2013–14 Republika Srpska Football Cup

Tournament details
- Country: Bosnia and Herzegovina
- Teams: 30

Final positions
- Champions: Radnik Bijeljina
- Runners-up: Rudar Prijedor

= 2013–14 Republika Srpska Cup =

The Republika Srpska Cup 2013–14 was the tenth season of the Republika Srpska national football tournament.

The competition started on 18 September 2013, and got concluded in June 2014. The defending champions FK Radnik Bijeljina were once again crowned champions as they FK Rudar Prijedor in the final, 5-3 on penalty kicks. Radnik were considered favourites to win the title as Prijedor were missing some players.

==Calendar==

| Round | Date(s) | Number of fixtures | Clubs | New entries this round |
|---|---|---|---|---|
| Round of 32 | 18 September 2013 | 16 | 32 → 16 | none |
| Round of 16 | 16 October 2013 | 8 | 16 → 8 | none |
| Quarterfinals | 13 November 2013 | 4 | 8 → 4 | none |
| Semifinals | April and May 2014 | 2 | 4 → 2 | none |
| Final | June 2014 | 1 | 2 → 1 | none |

==Competition==
===Round of 32===
This round consisted of 16 single-legged fixtures. All 32 clubs entered the competition from this round, while the matches were played on 2 October 2013. In case of a draw in the regular time, the winner would have been determined with a penalty shootout.

## Brief 1
Show every line of the entries that contains the string "part". Case counts.

## Extracted data
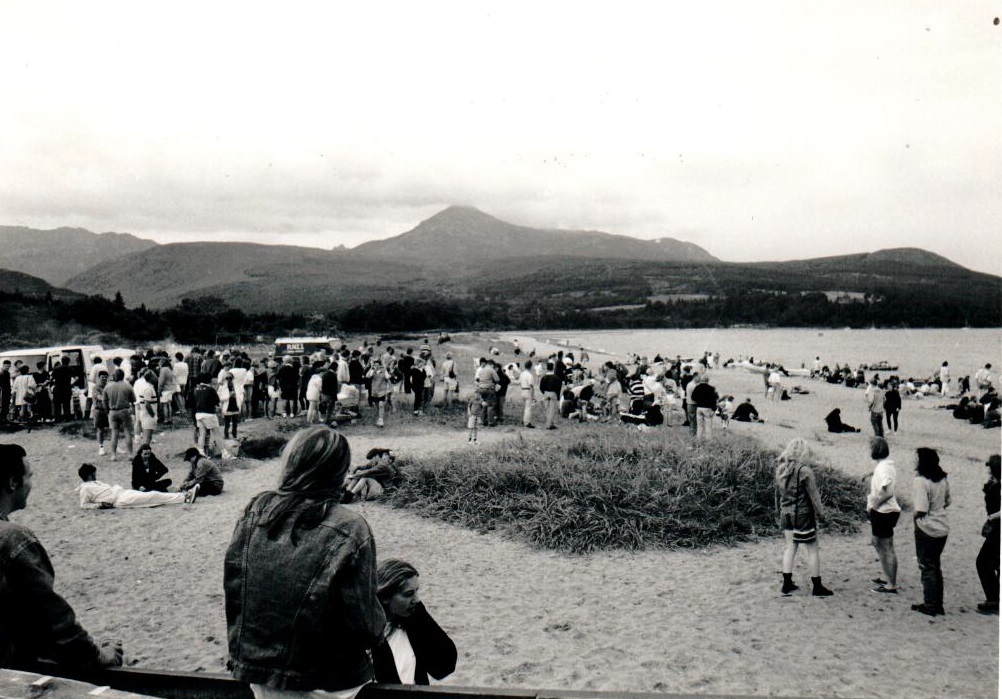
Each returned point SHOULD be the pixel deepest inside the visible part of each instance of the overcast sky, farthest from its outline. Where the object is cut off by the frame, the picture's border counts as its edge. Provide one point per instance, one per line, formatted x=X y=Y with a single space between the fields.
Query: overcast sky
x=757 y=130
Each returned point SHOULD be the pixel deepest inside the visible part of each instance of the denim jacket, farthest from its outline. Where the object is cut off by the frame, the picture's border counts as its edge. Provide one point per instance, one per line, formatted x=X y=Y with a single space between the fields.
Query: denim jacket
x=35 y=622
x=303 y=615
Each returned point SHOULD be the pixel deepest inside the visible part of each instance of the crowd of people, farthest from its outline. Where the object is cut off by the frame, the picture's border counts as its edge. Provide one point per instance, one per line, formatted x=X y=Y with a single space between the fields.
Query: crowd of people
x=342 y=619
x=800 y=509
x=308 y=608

## Brief 2
According to the article on the 2013–14 Republika Srpska Cup, why was Radnik considered the favorite to win the title?

## Written answer 1
Each returned point SHOULD be the pixel deepest inside the visible part of each instance of the overcast sky, farthest from its outline. Where the object is cut off by the frame, the picture's border counts as its edge. Provide one point per instance, one per line, formatted x=X y=Y with a single space between the fields.
Each returned point SHOULD be the pixel deepest inside the visible part of each instance of the denim jacket, farthest from its outline. Where the object is cut off by the frame, the picture's border counts as its edge. Provide one point per instance, one per line, formatted x=X y=Y with a single space between the fields.
Each returned point SHOULD be the pixel deepest inside the visible part of each instance of the crowd of people, farthest from its outline. Where the object is cut off by the frame, the picture's border counts as its edge. Provide one point per instance, one per line, formatted x=X y=Y with a single space between the fields.

## Written answer 2
Prijedor was missing some players.